WORK TO COMPLETE: Reproduce the listing starting at the line that contains "Please point out the blue" and ending with its last line, substituting "vessel" for every "boat" and leaving everything else unchanged.

## start EXTRACTED INFORMATION

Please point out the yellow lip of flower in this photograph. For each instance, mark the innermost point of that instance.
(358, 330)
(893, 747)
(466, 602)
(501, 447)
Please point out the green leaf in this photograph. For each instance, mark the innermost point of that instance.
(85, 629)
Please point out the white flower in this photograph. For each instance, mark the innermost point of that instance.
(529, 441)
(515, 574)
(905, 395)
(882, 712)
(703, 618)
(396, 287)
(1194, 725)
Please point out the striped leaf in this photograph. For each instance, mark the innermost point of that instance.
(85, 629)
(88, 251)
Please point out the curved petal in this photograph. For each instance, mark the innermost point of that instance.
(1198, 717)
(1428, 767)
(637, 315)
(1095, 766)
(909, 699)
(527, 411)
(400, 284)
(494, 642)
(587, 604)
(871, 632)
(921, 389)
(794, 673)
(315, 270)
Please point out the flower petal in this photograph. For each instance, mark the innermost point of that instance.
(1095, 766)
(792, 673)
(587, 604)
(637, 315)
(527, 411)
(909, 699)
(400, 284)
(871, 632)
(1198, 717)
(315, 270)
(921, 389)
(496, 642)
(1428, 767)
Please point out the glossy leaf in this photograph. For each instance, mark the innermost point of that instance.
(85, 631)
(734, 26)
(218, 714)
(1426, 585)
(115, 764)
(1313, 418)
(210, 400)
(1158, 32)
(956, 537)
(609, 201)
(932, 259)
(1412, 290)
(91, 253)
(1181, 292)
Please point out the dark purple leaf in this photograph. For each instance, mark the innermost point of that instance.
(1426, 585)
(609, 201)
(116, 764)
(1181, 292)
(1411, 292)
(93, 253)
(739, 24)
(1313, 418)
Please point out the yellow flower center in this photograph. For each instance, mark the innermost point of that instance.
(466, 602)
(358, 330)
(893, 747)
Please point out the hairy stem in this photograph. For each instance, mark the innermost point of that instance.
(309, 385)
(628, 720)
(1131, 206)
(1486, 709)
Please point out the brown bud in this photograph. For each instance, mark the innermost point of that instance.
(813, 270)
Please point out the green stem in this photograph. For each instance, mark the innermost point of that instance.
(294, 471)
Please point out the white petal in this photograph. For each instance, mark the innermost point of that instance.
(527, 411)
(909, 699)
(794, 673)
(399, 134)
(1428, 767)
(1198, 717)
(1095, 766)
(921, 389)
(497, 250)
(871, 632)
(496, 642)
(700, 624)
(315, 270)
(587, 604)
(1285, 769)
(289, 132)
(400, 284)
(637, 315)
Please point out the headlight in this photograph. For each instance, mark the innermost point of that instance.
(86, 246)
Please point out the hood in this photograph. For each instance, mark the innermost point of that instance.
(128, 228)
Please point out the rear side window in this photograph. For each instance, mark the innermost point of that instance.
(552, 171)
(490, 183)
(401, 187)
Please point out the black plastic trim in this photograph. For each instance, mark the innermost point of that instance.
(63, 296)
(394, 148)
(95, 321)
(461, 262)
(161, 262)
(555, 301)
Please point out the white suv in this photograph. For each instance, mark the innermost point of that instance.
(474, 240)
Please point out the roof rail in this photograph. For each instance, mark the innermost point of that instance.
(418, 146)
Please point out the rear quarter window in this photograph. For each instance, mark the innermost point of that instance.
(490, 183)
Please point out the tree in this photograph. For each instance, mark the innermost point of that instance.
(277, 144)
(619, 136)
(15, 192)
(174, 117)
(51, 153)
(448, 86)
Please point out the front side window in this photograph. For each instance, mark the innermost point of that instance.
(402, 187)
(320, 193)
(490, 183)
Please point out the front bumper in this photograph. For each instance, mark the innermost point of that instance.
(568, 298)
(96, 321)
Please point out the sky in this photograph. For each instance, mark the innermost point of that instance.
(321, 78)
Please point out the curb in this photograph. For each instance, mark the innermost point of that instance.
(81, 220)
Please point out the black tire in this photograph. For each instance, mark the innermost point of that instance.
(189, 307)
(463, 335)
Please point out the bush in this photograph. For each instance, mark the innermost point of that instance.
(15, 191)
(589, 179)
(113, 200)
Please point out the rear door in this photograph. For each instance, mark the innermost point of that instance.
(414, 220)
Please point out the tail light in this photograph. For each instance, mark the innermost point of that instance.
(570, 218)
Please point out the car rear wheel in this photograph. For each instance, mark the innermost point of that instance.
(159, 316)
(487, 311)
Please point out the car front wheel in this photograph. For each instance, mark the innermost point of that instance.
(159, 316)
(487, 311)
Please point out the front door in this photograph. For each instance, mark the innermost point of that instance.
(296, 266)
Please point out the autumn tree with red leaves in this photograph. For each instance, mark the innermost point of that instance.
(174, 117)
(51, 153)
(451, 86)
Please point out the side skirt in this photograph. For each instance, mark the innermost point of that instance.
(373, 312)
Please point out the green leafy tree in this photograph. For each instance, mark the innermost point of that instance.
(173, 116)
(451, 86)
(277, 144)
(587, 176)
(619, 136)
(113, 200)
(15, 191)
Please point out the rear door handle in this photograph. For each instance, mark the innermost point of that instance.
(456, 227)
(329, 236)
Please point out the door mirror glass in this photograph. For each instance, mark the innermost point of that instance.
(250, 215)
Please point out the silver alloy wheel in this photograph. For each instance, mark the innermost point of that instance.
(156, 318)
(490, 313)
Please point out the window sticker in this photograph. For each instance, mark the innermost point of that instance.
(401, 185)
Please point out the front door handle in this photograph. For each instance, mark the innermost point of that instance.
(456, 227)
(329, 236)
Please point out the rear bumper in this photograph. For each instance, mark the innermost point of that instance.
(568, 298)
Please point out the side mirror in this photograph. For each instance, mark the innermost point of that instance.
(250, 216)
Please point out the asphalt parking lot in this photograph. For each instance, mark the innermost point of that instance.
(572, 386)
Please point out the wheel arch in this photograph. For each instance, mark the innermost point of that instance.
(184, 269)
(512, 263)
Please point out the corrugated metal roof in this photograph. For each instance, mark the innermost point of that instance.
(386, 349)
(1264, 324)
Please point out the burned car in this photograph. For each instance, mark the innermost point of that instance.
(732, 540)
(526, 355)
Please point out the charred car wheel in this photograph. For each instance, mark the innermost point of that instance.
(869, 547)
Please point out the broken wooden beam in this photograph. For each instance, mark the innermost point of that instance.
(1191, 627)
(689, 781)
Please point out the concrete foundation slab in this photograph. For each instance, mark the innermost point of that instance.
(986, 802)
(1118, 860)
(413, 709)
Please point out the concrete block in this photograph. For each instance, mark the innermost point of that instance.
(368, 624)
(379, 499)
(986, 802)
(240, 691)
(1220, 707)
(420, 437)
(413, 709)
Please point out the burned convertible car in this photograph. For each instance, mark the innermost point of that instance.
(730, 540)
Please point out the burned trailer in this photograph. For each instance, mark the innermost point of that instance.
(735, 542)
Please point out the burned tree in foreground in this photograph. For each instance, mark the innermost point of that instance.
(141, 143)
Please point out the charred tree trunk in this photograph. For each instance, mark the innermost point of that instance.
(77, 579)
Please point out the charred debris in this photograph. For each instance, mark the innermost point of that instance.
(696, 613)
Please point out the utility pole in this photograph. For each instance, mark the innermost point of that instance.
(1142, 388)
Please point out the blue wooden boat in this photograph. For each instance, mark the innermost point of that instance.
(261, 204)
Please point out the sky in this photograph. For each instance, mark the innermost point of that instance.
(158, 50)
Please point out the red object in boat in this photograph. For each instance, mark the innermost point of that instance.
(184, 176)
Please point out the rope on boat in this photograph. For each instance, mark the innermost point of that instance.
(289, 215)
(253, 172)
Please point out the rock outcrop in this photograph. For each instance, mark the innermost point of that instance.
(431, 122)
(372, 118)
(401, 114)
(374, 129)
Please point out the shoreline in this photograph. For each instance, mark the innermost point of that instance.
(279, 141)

## end EXTRACTED INFORMATION

RESULT FOR THIS TASK:
Please point out the blue wooden vessel in this photograph. For each instance, mark the innermost point of that instance.
(261, 204)
Please point out the sky in this photograph. For each instance, mark the innermost point of that instance.
(158, 50)
Please point out the red object in vessel in this photograph. For each instance, mark the innermost point of that instance.
(184, 176)
Please point out the rope on vessel in this photograph. For each instance, mark the innermost point of that instance.
(289, 215)
(253, 172)
Please point out the rock outcrop in this photograph. For each instance, mark the innermost point of that instance.
(431, 122)
(372, 118)
(401, 114)
(374, 129)
Please point out the shoreline in this photograph. For each instance, mark the innermost point of that instance.
(279, 141)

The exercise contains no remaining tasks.